[What you have to do] Transcribe exactly the line that contains "point per instance: decorative" and every line after it to the end of the entries, and nothing more.
── Listed entries
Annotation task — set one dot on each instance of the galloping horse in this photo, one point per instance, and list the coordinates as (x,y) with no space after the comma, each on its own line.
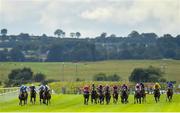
(124,96)
(94,96)
(115,96)
(137,96)
(101,97)
(46,97)
(23,96)
(41,96)
(32,96)
(143,95)
(169,94)
(86,97)
(107,96)
(157,95)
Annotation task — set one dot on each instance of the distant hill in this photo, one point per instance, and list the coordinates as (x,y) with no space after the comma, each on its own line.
(25,47)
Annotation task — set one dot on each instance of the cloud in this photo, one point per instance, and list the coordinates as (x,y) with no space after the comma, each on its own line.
(91,17)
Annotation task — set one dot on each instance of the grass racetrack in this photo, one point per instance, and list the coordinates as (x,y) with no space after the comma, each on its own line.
(86,70)
(74,103)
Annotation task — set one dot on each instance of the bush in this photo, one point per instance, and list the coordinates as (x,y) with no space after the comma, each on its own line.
(150,74)
(103,77)
(20,76)
(100,77)
(113,77)
(39,77)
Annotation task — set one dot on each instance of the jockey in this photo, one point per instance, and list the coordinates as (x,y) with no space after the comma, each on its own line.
(23,89)
(93,87)
(107,89)
(32,87)
(137,87)
(47,88)
(124,87)
(100,88)
(170,85)
(157,86)
(115,88)
(86,89)
(42,87)
(142,85)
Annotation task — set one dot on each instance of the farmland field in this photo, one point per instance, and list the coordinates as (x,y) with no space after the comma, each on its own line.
(74,103)
(86,70)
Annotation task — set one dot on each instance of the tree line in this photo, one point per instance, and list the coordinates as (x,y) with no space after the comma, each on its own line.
(25,47)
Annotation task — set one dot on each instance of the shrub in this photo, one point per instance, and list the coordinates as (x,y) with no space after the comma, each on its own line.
(39,77)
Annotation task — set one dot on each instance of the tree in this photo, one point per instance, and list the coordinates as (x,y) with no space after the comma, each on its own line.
(103,35)
(112,36)
(150,74)
(100,77)
(16,55)
(39,77)
(113,77)
(24,36)
(72,35)
(59,33)
(20,76)
(63,34)
(78,34)
(134,34)
(3,32)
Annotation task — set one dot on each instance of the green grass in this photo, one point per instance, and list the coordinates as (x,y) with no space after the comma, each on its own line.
(74,103)
(85,70)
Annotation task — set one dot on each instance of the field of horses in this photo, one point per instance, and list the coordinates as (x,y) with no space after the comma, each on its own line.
(85,70)
(74,103)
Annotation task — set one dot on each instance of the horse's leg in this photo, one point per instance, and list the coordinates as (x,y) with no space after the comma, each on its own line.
(20,102)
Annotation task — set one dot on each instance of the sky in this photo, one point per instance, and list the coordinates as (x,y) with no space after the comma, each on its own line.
(90,17)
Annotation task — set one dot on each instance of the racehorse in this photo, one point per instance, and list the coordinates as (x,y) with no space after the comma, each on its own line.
(124,96)
(157,95)
(23,96)
(107,96)
(33,96)
(137,97)
(101,97)
(115,97)
(46,97)
(94,96)
(86,98)
(143,95)
(169,94)
(41,96)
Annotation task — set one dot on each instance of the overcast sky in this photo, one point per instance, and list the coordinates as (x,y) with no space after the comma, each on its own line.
(90,17)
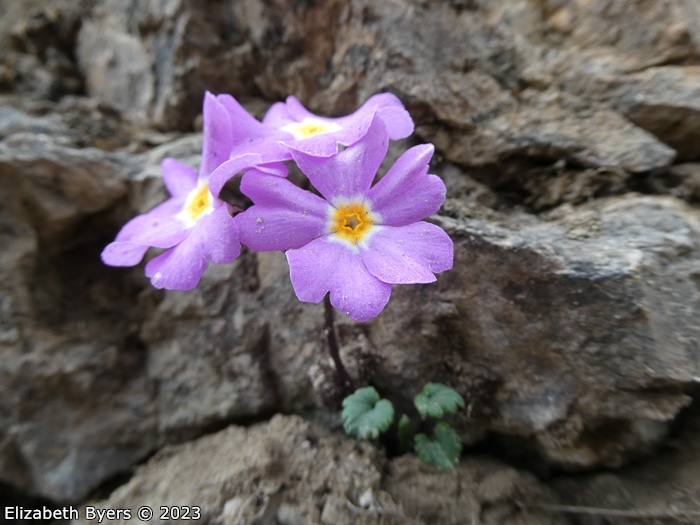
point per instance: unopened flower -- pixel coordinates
(358, 239)
(289, 127)
(193, 225)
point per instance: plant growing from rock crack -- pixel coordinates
(365, 416)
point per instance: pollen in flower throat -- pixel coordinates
(199, 202)
(309, 128)
(352, 222)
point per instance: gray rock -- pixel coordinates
(285, 470)
(290, 471)
(587, 321)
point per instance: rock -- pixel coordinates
(661, 488)
(664, 101)
(286, 470)
(587, 320)
(292, 471)
(569, 322)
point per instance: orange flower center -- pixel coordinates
(199, 202)
(310, 127)
(352, 222)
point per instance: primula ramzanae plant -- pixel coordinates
(353, 241)
(365, 416)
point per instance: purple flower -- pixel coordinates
(193, 225)
(289, 127)
(358, 239)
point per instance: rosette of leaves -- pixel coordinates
(437, 400)
(365, 415)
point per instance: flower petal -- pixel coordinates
(230, 168)
(218, 135)
(123, 253)
(391, 111)
(179, 178)
(180, 268)
(282, 113)
(350, 172)
(324, 266)
(158, 228)
(244, 125)
(408, 254)
(407, 193)
(217, 234)
(283, 217)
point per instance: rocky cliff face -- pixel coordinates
(568, 134)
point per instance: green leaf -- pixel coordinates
(405, 433)
(437, 399)
(443, 450)
(365, 415)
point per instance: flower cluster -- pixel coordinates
(351, 239)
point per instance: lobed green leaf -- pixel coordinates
(437, 399)
(441, 452)
(365, 415)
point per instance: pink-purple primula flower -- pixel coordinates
(193, 225)
(357, 239)
(288, 127)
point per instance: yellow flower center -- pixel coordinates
(199, 202)
(310, 127)
(352, 222)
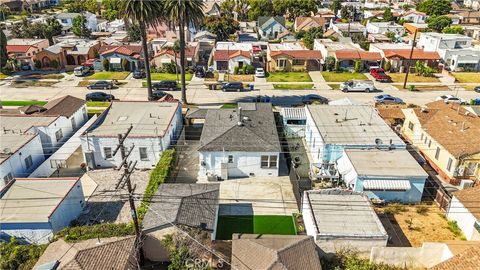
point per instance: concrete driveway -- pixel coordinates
(258, 196)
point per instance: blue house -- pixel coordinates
(389, 175)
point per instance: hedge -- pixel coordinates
(157, 177)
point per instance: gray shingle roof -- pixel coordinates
(193, 205)
(258, 132)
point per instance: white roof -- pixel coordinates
(33, 199)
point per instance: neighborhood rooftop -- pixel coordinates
(352, 124)
(149, 119)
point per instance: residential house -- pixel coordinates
(33, 209)
(464, 208)
(398, 54)
(455, 50)
(25, 50)
(167, 55)
(388, 175)
(32, 133)
(116, 55)
(239, 142)
(292, 57)
(447, 136)
(385, 27)
(331, 129)
(339, 219)
(192, 205)
(270, 27)
(414, 16)
(91, 254)
(305, 23)
(68, 54)
(156, 126)
(251, 251)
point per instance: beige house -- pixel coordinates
(448, 137)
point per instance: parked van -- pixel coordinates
(357, 86)
(81, 71)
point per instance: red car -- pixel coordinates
(379, 75)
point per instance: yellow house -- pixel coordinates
(448, 136)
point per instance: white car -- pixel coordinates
(451, 98)
(259, 72)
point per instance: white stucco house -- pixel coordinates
(239, 142)
(33, 209)
(455, 50)
(156, 126)
(465, 210)
(30, 134)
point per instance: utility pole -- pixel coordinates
(410, 59)
(128, 169)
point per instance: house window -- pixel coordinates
(59, 135)
(107, 151)
(28, 162)
(410, 125)
(449, 164)
(281, 63)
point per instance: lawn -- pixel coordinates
(415, 224)
(169, 77)
(294, 86)
(227, 225)
(412, 78)
(288, 77)
(342, 76)
(106, 75)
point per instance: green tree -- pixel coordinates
(438, 23)
(434, 7)
(79, 27)
(182, 14)
(143, 13)
(453, 30)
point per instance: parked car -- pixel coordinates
(165, 86)
(357, 86)
(232, 86)
(139, 74)
(379, 75)
(100, 85)
(259, 73)
(451, 98)
(99, 96)
(81, 71)
(312, 98)
(382, 99)
(156, 95)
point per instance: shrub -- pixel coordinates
(157, 177)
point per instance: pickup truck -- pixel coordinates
(379, 75)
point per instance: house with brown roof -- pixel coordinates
(447, 135)
(292, 57)
(122, 57)
(464, 208)
(250, 251)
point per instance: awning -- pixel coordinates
(386, 185)
(115, 60)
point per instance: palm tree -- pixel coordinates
(143, 13)
(183, 13)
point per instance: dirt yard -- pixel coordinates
(414, 225)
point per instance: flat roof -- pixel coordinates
(384, 163)
(343, 213)
(352, 125)
(33, 199)
(149, 119)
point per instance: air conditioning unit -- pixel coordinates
(466, 184)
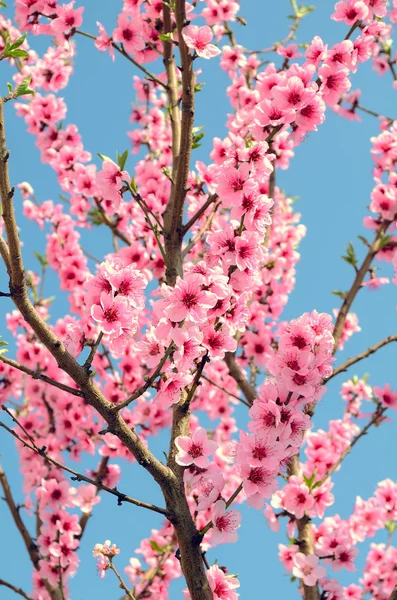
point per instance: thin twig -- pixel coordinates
(15, 589)
(225, 390)
(122, 584)
(146, 385)
(80, 477)
(371, 350)
(237, 374)
(380, 410)
(40, 376)
(200, 212)
(127, 56)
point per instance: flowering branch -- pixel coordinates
(199, 213)
(122, 584)
(15, 589)
(80, 477)
(201, 232)
(41, 376)
(147, 384)
(371, 350)
(359, 278)
(29, 543)
(237, 374)
(380, 410)
(122, 51)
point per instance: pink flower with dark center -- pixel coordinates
(198, 39)
(130, 33)
(112, 313)
(195, 449)
(188, 299)
(103, 42)
(218, 342)
(307, 569)
(222, 586)
(225, 523)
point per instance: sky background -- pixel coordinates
(331, 174)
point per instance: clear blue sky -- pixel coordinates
(331, 174)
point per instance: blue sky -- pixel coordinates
(331, 174)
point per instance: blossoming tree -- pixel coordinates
(181, 322)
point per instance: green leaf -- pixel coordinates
(166, 37)
(2, 349)
(350, 256)
(95, 216)
(42, 259)
(385, 239)
(197, 136)
(106, 158)
(121, 160)
(338, 293)
(156, 547)
(24, 88)
(17, 54)
(133, 186)
(305, 10)
(391, 526)
(363, 240)
(18, 42)
(310, 480)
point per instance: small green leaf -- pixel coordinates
(133, 186)
(363, 240)
(18, 42)
(156, 547)
(95, 216)
(391, 526)
(2, 349)
(42, 259)
(166, 37)
(305, 10)
(121, 160)
(24, 88)
(105, 158)
(17, 54)
(384, 241)
(338, 293)
(350, 256)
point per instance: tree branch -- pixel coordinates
(371, 350)
(40, 376)
(148, 383)
(380, 410)
(65, 361)
(15, 589)
(362, 271)
(210, 200)
(237, 374)
(121, 50)
(80, 477)
(27, 540)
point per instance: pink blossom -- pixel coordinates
(188, 299)
(222, 586)
(225, 523)
(198, 39)
(129, 32)
(195, 450)
(307, 569)
(103, 42)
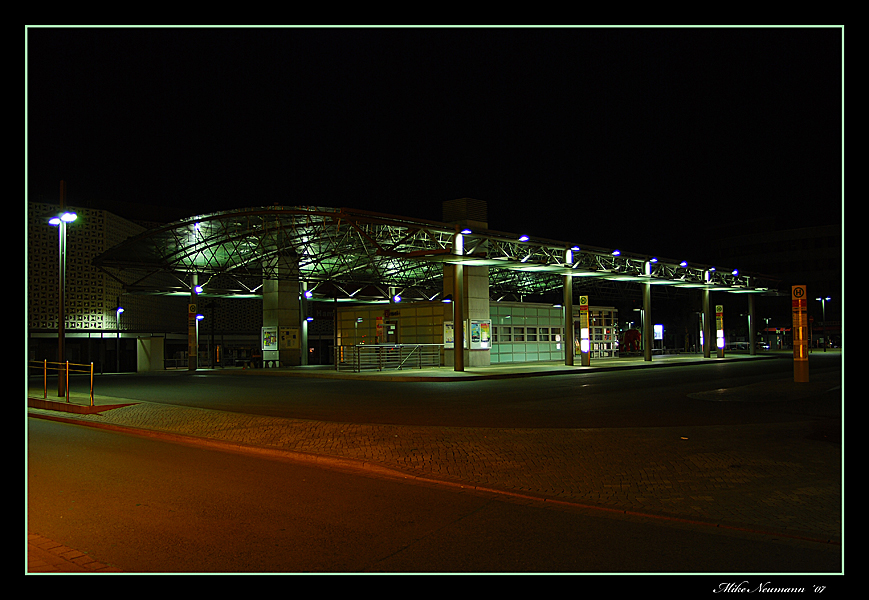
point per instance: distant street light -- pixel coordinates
(823, 302)
(60, 220)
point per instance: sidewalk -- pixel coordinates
(783, 479)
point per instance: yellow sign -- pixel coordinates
(800, 330)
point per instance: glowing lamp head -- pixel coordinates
(66, 217)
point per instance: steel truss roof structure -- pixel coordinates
(353, 254)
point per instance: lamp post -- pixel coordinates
(823, 302)
(60, 220)
(118, 312)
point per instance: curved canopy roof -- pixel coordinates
(348, 253)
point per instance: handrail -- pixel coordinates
(378, 357)
(64, 368)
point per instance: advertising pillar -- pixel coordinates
(568, 321)
(800, 327)
(719, 329)
(584, 332)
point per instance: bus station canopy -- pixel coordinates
(353, 254)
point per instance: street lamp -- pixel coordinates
(60, 220)
(118, 312)
(823, 302)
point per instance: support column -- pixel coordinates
(193, 325)
(303, 322)
(281, 309)
(459, 317)
(647, 316)
(568, 321)
(752, 346)
(707, 323)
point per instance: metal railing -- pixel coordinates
(379, 357)
(63, 370)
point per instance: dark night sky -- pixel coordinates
(633, 138)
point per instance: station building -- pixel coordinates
(282, 286)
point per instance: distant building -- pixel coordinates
(810, 256)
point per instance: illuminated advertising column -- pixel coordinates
(719, 329)
(584, 337)
(800, 326)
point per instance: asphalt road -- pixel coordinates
(144, 505)
(657, 397)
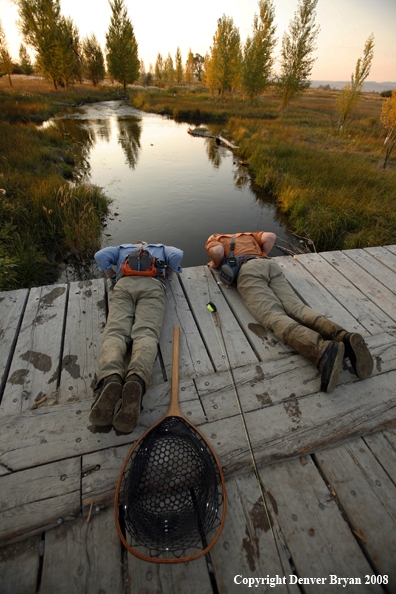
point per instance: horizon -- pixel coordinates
(340, 42)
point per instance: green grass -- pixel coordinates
(331, 186)
(42, 215)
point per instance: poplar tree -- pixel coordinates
(189, 71)
(71, 64)
(168, 68)
(258, 60)
(122, 50)
(179, 66)
(6, 60)
(388, 119)
(159, 67)
(24, 60)
(40, 22)
(226, 55)
(198, 65)
(352, 92)
(296, 52)
(93, 59)
(208, 73)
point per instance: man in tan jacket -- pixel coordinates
(273, 303)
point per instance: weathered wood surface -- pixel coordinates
(100, 473)
(85, 322)
(272, 382)
(200, 288)
(54, 433)
(263, 342)
(194, 359)
(19, 566)
(12, 307)
(35, 365)
(357, 303)
(317, 296)
(374, 267)
(83, 558)
(300, 426)
(246, 547)
(318, 538)
(180, 578)
(369, 286)
(383, 255)
(38, 497)
(368, 496)
(286, 416)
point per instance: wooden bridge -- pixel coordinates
(327, 462)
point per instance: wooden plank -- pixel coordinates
(384, 256)
(317, 536)
(194, 359)
(12, 307)
(263, 342)
(53, 433)
(34, 499)
(299, 426)
(144, 577)
(100, 472)
(383, 450)
(265, 384)
(201, 288)
(391, 248)
(83, 558)
(378, 294)
(35, 365)
(316, 295)
(367, 313)
(19, 566)
(85, 322)
(246, 547)
(373, 267)
(368, 497)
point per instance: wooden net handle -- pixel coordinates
(174, 409)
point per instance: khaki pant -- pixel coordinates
(136, 313)
(270, 299)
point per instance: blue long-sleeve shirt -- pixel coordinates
(108, 257)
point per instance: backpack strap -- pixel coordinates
(232, 245)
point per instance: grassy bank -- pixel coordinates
(330, 185)
(43, 217)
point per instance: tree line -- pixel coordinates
(228, 66)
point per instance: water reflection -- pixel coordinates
(166, 185)
(129, 132)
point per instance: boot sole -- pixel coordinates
(335, 374)
(127, 416)
(364, 364)
(103, 408)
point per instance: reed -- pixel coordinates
(42, 217)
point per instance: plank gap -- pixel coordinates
(196, 322)
(344, 515)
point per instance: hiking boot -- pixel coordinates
(127, 412)
(357, 352)
(330, 366)
(109, 392)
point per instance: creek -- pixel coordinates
(166, 186)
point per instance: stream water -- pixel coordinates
(166, 185)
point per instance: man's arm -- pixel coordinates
(216, 254)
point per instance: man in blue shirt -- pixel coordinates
(136, 313)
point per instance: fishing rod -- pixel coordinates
(213, 309)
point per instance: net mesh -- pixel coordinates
(171, 491)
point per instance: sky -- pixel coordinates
(161, 27)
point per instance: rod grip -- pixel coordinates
(174, 409)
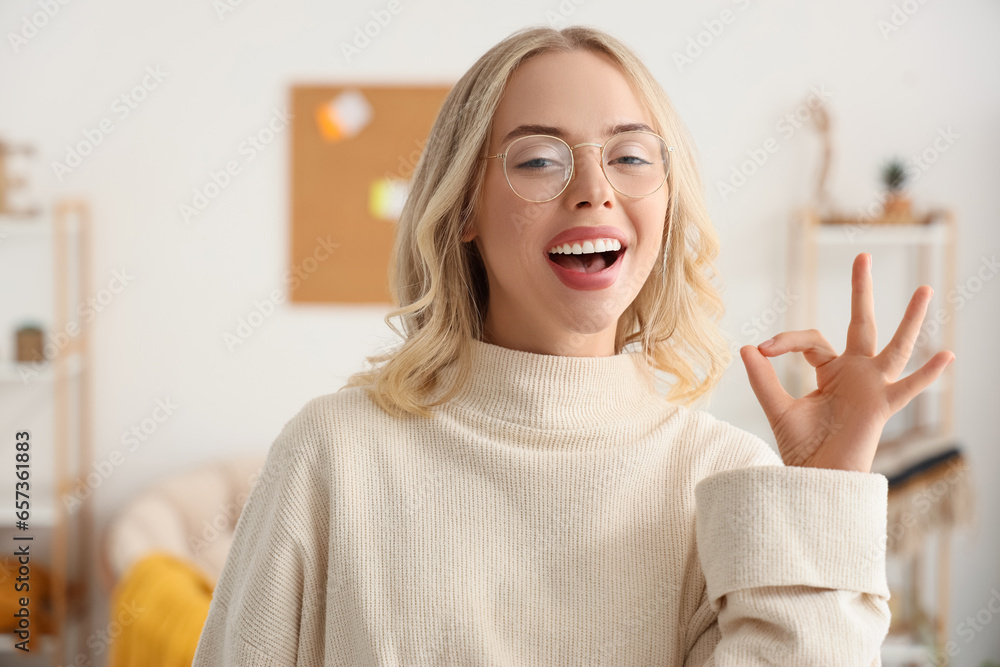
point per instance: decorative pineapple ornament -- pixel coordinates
(897, 207)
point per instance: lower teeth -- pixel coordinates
(589, 263)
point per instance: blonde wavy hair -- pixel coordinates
(440, 283)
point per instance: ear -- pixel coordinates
(470, 231)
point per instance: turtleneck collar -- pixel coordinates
(541, 392)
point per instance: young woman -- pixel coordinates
(509, 487)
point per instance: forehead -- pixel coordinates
(581, 92)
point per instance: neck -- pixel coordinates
(581, 401)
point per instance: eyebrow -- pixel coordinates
(525, 130)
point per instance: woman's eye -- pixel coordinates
(630, 159)
(536, 163)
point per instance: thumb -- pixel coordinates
(764, 381)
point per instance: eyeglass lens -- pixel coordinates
(538, 167)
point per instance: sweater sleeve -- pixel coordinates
(266, 600)
(794, 565)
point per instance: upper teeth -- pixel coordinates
(587, 247)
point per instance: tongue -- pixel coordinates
(591, 263)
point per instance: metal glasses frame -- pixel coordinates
(572, 169)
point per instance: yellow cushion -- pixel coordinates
(159, 607)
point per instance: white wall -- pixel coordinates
(162, 336)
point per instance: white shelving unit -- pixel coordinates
(61, 537)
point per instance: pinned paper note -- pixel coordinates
────
[Task response]
point per instance: decorative pineapple ornament -- pixel coordinates
(897, 207)
point per instance: lower teeth -- pixel coordinates
(589, 263)
point per instance: blonde wavy hair -- pixel coordinates
(440, 283)
point per instance: ear -- pixel coordinates
(470, 231)
point per instance: turtleneck collar -- pixel coordinates
(541, 392)
point per instance: young woman -- pixel coordinates
(509, 487)
point per instance: forehead -- pixel coordinates
(581, 92)
point per instance: neck -- pixel coordinates
(581, 401)
point per instance: eyebrow -- pixel coordinates
(525, 130)
point per instance: woman's eye -- pixel coordinates
(630, 159)
(536, 163)
point per instance: thumb -- pixel coordinates
(764, 381)
point per instance: eyeglass lens -- pixel coordinates
(538, 167)
point per instance: sweater sleeve -- pixel coordinates
(266, 600)
(794, 565)
point per instance: upper teeth -- pixel coordinates
(587, 247)
point per instance: tongue -- pixel coordinates
(591, 263)
point per instance: metal glasses frame -- pixel coordinates
(572, 169)
point per instance: yellow cushion -- pixel coordinates
(159, 607)
point per instance: white wall -- pixel coordinates
(162, 336)
point per instance: white shelving unit -- pixel coordinates
(61, 537)
point per instance: pinned paper note -- pixel coordinates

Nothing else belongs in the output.